■ **Requirements**
(a) What is the film's original French title, according to the film review?
(b) Return every line of the records that contains the word "light", treating uppercase and lowercase as different.
BEGIN Document section
8/10
Last Days in Elysee Palace
19 October 2023
Political character study from France by Robert Guediguian

With this film from 2005 (which was also shown in competition at the Berlinale in the same year), the French director Robert Guediguian creates an extraordinary memorial to the late President Francois Mitterrand (1916-1996). In the original the film is called "Le Promeneur du Champ de Mars", roughly: The Stroller from the Field of Mars. The Field of Mars is the park (and former military parade ground) at the foot of the Eiffel Tower in Paris, where some scenes in the film were filmed.
END Document section
BEGIN The input
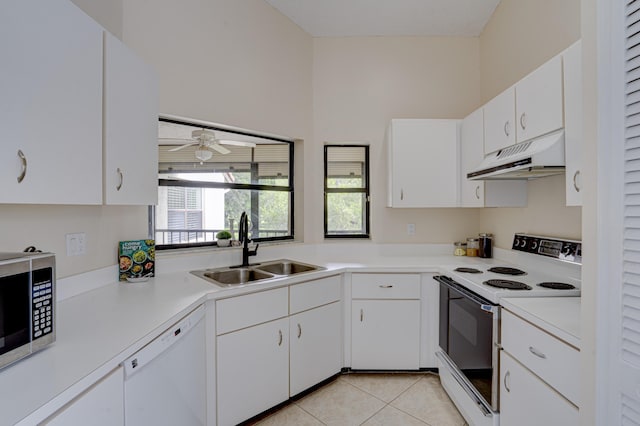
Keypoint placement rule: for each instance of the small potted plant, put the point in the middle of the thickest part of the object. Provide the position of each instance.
(223, 238)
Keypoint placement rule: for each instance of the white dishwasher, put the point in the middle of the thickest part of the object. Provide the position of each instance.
(165, 382)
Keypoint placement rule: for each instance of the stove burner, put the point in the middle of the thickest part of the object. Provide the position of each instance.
(468, 270)
(511, 285)
(557, 286)
(506, 271)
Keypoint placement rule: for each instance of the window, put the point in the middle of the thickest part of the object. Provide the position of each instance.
(346, 191)
(210, 174)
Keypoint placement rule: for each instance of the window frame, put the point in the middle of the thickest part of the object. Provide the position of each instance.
(237, 186)
(366, 190)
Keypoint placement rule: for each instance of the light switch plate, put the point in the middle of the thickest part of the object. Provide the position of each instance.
(76, 244)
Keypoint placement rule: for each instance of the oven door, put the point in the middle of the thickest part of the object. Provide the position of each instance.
(15, 312)
(468, 339)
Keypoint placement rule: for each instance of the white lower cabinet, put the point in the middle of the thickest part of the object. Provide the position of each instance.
(315, 346)
(253, 371)
(101, 404)
(274, 344)
(385, 334)
(385, 321)
(525, 400)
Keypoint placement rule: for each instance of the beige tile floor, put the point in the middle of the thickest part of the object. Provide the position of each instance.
(372, 399)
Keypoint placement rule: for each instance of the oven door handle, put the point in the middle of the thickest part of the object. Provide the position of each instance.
(485, 304)
(465, 386)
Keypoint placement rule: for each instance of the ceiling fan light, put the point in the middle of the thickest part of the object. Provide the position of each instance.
(203, 154)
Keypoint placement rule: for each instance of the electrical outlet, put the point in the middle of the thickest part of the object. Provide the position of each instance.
(76, 244)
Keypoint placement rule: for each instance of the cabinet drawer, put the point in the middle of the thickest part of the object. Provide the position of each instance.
(314, 293)
(244, 311)
(525, 400)
(385, 286)
(551, 359)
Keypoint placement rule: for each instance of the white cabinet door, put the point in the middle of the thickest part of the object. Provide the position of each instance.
(525, 400)
(422, 163)
(539, 101)
(315, 346)
(385, 334)
(499, 121)
(572, 75)
(51, 108)
(101, 405)
(471, 154)
(131, 127)
(477, 193)
(253, 370)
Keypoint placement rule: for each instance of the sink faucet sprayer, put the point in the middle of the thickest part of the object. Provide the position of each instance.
(243, 236)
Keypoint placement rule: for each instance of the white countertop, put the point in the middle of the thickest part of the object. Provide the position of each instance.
(98, 329)
(559, 316)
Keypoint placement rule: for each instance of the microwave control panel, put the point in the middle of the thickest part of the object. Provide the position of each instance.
(566, 250)
(42, 302)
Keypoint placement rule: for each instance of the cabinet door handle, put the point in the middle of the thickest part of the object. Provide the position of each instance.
(506, 377)
(23, 171)
(575, 180)
(120, 179)
(537, 352)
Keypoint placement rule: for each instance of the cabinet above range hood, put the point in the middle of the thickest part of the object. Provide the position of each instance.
(536, 158)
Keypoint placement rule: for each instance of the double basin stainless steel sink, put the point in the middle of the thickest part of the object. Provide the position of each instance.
(237, 275)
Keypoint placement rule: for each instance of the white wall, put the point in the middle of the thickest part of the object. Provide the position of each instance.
(235, 62)
(238, 63)
(360, 83)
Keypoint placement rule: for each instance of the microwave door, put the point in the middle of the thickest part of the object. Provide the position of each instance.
(15, 321)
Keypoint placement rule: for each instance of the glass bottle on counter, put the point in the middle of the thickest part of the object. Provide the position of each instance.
(486, 246)
(473, 247)
(460, 248)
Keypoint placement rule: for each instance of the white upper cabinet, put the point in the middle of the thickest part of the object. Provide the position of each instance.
(572, 63)
(51, 108)
(471, 154)
(131, 127)
(477, 193)
(530, 108)
(499, 121)
(423, 163)
(539, 101)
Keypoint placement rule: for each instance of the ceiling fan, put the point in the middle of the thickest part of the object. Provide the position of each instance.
(207, 142)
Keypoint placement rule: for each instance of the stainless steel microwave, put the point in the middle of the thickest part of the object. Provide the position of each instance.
(27, 304)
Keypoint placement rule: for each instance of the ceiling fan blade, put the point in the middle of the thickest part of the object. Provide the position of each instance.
(219, 148)
(235, 143)
(168, 141)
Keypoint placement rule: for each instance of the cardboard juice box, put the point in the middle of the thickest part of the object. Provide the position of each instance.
(136, 260)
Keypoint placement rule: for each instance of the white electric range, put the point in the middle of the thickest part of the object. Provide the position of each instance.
(494, 279)
(469, 326)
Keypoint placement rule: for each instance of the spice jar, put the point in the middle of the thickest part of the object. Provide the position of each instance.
(473, 247)
(486, 245)
(460, 248)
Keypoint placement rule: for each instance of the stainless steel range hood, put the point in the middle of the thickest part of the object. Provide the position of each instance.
(536, 158)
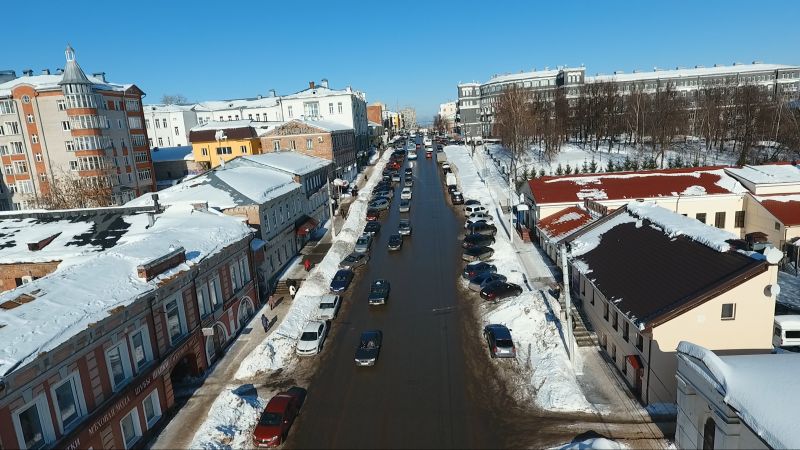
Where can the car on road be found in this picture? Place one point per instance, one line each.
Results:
(312, 338)
(478, 253)
(498, 337)
(404, 227)
(480, 280)
(372, 228)
(369, 348)
(481, 228)
(276, 419)
(499, 290)
(329, 305)
(379, 292)
(363, 243)
(395, 242)
(474, 268)
(341, 280)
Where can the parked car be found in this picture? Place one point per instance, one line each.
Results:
(369, 348)
(481, 228)
(500, 290)
(329, 306)
(372, 228)
(477, 240)
(276, 420)
(477, 253)
(481, 280)
(474, 268)
(341, 280)
(498, 337)
(363, 244)
(354, 260)
(379, 292)
(395, 242)
(404, 227)
(312, 338)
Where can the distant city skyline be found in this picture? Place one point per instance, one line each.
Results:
(349, 44)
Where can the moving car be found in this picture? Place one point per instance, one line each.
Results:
(369, 348)
(500, 290)
(395, 242)
(498, 337)
(363, 244)
(379, 292)
(477, 240)
(329, 306)
(277, 418)
(481, 280)
(474, 268)
(341, 280)
(310, 342)
(404, 227)
(478, 253)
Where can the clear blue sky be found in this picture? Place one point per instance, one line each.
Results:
(399, 52)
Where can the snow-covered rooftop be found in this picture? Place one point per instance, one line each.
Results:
(96, 279)
(759, 388)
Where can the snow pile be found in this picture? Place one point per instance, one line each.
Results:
(277, 349)
(231, 420)
(676, 225)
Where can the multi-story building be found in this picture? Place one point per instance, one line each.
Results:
(318, 138)
(68, 125)
(169, 125)
(143, 299)
(476, 100)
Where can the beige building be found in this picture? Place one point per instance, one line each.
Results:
(69, 126)
(648, 278)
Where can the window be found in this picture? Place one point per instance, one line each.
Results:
(728, 311)
(140, 346)
(68, 402)
(152, 408)
(719, 219)
(131, 430)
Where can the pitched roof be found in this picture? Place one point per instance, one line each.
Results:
(634, 185)
(655, 264)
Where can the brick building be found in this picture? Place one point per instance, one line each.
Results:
(92, 361)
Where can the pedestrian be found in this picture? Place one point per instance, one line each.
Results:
(265, 322)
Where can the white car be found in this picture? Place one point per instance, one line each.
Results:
(310, 342)
(329, 307)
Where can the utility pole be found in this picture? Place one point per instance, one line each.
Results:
(568, 304)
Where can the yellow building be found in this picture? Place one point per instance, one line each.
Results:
(213, 142)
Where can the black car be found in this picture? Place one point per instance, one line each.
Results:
(395, 242)
(499, 290)
(369, 348)
(341, 281)
(474, 268)
(477, 240)
(372, 228)
(481, 228)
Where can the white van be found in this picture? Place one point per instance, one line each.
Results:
(787, 331)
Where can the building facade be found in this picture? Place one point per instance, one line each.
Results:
(66, 126)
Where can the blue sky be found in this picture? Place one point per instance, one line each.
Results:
(398, 52)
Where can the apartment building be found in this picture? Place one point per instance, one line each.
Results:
(94, 361)
(67, 125)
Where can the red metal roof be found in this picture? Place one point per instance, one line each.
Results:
(624, 185)
(564, 222)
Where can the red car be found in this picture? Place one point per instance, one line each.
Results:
(275, 421)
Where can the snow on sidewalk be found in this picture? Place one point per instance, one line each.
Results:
(552, 382)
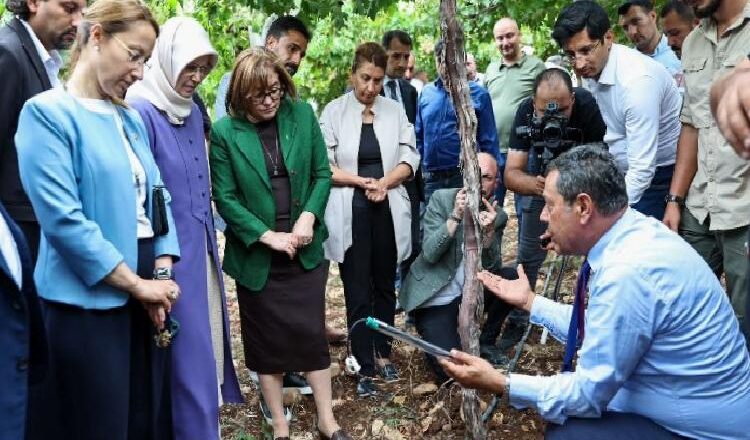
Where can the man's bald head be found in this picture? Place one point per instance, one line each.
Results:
(507, 39)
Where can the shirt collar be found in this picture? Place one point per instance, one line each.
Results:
(596, 253)
(662, 47)
(518, 63)
(608, 72)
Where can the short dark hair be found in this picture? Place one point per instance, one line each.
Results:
(370, 52)
(646, 5)
(591, 169)
(553, 75)
(251, 72)
(580, 15)
(400, 35)
(20, 8)
(286, 23)
(680, 8)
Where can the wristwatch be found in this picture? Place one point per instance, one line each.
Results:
(674, 198)
(163, 273)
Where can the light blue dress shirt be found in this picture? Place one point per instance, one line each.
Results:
(666, 57)
(661, 340)
(75, 168)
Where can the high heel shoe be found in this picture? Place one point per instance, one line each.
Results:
(339, 434)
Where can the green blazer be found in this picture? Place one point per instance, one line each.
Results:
(242, 188)
(441, 254)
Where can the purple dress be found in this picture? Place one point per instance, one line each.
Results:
(180, 153)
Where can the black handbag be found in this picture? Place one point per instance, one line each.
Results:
(159, 222)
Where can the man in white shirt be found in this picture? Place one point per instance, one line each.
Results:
(24, 348)
(638, 99)
(30, 63)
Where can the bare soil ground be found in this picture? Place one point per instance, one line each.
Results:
(401, 411)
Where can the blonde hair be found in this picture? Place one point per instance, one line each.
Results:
(114, 16)
(250, 74)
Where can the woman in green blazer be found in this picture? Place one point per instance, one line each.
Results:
(271, 180)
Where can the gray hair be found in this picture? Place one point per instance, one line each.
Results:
(591, 169)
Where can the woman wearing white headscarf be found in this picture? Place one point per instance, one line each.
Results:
(201, 353)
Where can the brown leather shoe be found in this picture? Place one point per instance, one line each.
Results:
(339, 434)
(335, 336)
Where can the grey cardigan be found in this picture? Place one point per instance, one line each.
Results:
(341, 124)
(441, 254)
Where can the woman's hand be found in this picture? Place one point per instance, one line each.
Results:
(303, 228)
(157, 314)
(281, 241)
(156, 292)
(377, 190)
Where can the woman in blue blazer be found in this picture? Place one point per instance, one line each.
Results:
(86, 165)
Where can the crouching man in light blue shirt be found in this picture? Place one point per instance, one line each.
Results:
(662, 355)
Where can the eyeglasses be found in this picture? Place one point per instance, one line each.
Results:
(275, 93)
(202, 71)
(135, 57)
(584, 52)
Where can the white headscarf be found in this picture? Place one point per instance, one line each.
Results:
(181, 40)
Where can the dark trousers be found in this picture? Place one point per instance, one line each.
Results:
(368, 274)
(610, 426)
(442, 179)
(652, 201)
(412, 188)
(530, 252)
(106, 378)
(439, 324)
(33, 235)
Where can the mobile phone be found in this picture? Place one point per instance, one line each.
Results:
(380, 326)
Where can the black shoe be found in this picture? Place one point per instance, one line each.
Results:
(267, 412)
(389, 373)
(294, 380)
(366, 387)
(494, 355)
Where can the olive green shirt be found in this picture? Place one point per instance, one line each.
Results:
(721, 186)
(509, 85)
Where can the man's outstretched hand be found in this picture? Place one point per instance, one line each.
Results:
(517, 293)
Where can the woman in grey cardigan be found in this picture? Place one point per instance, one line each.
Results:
(371, 148)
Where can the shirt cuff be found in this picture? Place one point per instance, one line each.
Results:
(524, 391)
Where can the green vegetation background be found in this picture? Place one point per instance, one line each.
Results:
(338, 26)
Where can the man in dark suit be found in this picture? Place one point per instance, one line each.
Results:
(397, 45)
(24, 348)
(30, 64)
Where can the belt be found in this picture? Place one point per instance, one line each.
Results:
(439, 174)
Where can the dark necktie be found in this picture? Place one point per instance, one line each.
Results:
(575, 330)
(392, 90)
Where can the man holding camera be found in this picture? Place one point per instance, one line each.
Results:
(540, 134)
(638, 98)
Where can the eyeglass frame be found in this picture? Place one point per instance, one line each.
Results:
(589, 50)
(260, 98)
(134, 56)
(201, 70)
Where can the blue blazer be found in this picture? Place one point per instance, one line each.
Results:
(75, 169)
(23, 357)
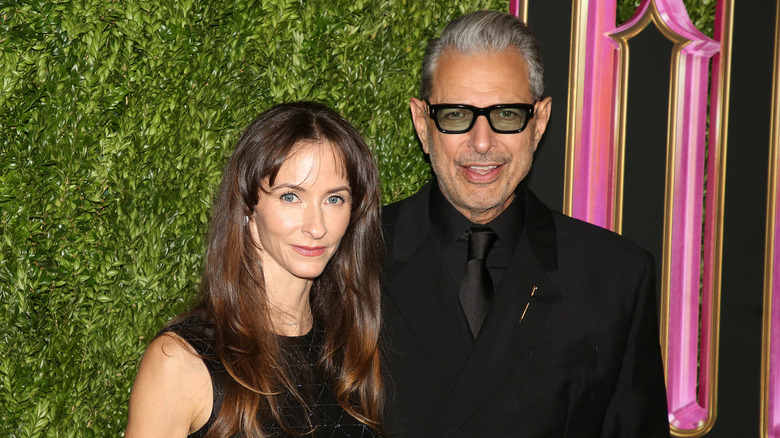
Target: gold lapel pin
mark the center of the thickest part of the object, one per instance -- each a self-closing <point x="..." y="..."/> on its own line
<point x="533" y="291"/>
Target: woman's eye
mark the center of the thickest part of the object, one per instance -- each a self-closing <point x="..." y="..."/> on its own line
<point x="288" y="197"/>
<point x="335" y="199"/>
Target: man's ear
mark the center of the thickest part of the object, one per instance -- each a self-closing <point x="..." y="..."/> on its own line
<point x="541" y="117"/>
<point x="420" y="120"/>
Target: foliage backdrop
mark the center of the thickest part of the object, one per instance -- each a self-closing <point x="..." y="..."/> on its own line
<point x="116" y="117"/>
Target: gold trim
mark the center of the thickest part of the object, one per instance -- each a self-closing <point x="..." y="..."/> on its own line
<point x="725" y="57"/>
<point x="717" y="252"/>
<point x="771" y="221"/>
<point x="522" y="10"/>
<point x="579" y="27"/>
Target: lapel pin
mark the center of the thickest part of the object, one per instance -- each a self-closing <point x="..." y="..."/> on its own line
<point x="533" y="291"/>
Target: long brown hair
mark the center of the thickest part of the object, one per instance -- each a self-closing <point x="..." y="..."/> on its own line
<point x="344" y="299"/>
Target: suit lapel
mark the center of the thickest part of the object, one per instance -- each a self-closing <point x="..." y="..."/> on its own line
<point x="504" y="341"/>
<point x="420" y="287"/>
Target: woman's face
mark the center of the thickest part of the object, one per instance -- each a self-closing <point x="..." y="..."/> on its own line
<point x="299" y="223"/>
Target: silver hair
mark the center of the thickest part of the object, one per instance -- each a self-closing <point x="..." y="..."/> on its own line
<point x="485" y="32"/>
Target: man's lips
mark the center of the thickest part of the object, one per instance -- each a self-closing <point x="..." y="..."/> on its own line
<point x="309" y="251"/>
<point x="481" y="173"/>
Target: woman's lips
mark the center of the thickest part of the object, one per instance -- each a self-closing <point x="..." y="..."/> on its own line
<point x="309" y="251"/>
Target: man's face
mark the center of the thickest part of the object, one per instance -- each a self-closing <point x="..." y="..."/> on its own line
<point x="479" y="170"/>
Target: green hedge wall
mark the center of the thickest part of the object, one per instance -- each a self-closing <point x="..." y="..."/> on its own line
<point x="116" y="117"/>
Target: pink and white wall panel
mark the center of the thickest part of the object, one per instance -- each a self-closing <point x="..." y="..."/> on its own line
<point x="770" y="373"/>
<point x="699" y="89"/>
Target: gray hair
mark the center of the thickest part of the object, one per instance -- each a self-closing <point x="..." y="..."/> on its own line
<point x="484" y="32"/>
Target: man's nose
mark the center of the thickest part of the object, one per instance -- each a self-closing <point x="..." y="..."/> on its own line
<point x="481" y="139"/>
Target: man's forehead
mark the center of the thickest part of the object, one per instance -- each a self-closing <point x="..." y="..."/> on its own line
<point x="499" y="77"/>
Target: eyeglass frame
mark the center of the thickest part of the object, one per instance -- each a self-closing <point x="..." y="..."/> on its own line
<point x="529" y="107"/>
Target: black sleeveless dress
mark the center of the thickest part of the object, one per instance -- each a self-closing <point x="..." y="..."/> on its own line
<point x="327" y="417"/>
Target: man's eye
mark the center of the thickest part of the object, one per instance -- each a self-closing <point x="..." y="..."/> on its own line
<point x="508" y="114"/>
<point x="455" y="115"/>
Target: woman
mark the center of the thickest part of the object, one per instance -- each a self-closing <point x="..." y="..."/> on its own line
<point x="284" y="342"/>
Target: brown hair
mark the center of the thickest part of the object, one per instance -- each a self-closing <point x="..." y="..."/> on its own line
<point x="344" y="299"/>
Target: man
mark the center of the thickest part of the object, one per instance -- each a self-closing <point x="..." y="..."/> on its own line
<point x="556" y="335"/>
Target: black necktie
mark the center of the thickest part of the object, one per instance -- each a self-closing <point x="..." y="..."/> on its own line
<point x="476" y="288"/>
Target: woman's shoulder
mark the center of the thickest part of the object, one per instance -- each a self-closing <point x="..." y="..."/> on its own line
<point x="172" y="393"/>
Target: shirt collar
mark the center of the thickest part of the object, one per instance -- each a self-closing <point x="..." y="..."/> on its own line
<point x="448" y="224"/>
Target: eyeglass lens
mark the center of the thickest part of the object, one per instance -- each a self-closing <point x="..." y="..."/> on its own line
<point x="507" y="119"/>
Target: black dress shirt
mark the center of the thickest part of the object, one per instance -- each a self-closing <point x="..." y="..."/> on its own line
<point x="449" y="225"/>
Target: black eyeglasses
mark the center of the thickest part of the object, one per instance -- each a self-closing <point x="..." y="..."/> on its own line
<point x="506" y="118"/>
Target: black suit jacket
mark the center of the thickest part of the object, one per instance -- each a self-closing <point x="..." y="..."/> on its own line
<point x="584" y="360"/>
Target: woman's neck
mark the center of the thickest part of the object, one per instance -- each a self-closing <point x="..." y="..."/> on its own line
<point x="289" y="305"/>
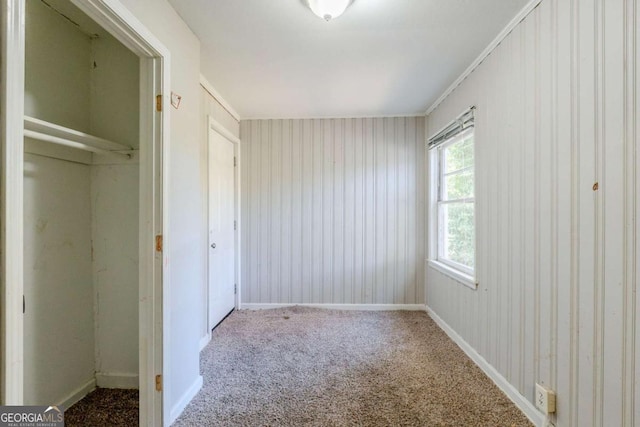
END The input
■ **Solved tasks**
(a) "Le Promeneur du Champ de Mars"

(b)
Keypoint placement rule: for each instance of the light switch plate, put the point in the middle of the thickest part of the object. Provide the position of each instance.
Keypoint placement rule: for each instance of the ceiling fan light, put the point in the middle of the thickest part of the object. Provide the position of each instance.
Where can the light blue dress shirt be found in this picture? Place one point per instance, one line each.
Where can the crouching man in light blue shirt be found in this picture? Place one point per instance, one line each.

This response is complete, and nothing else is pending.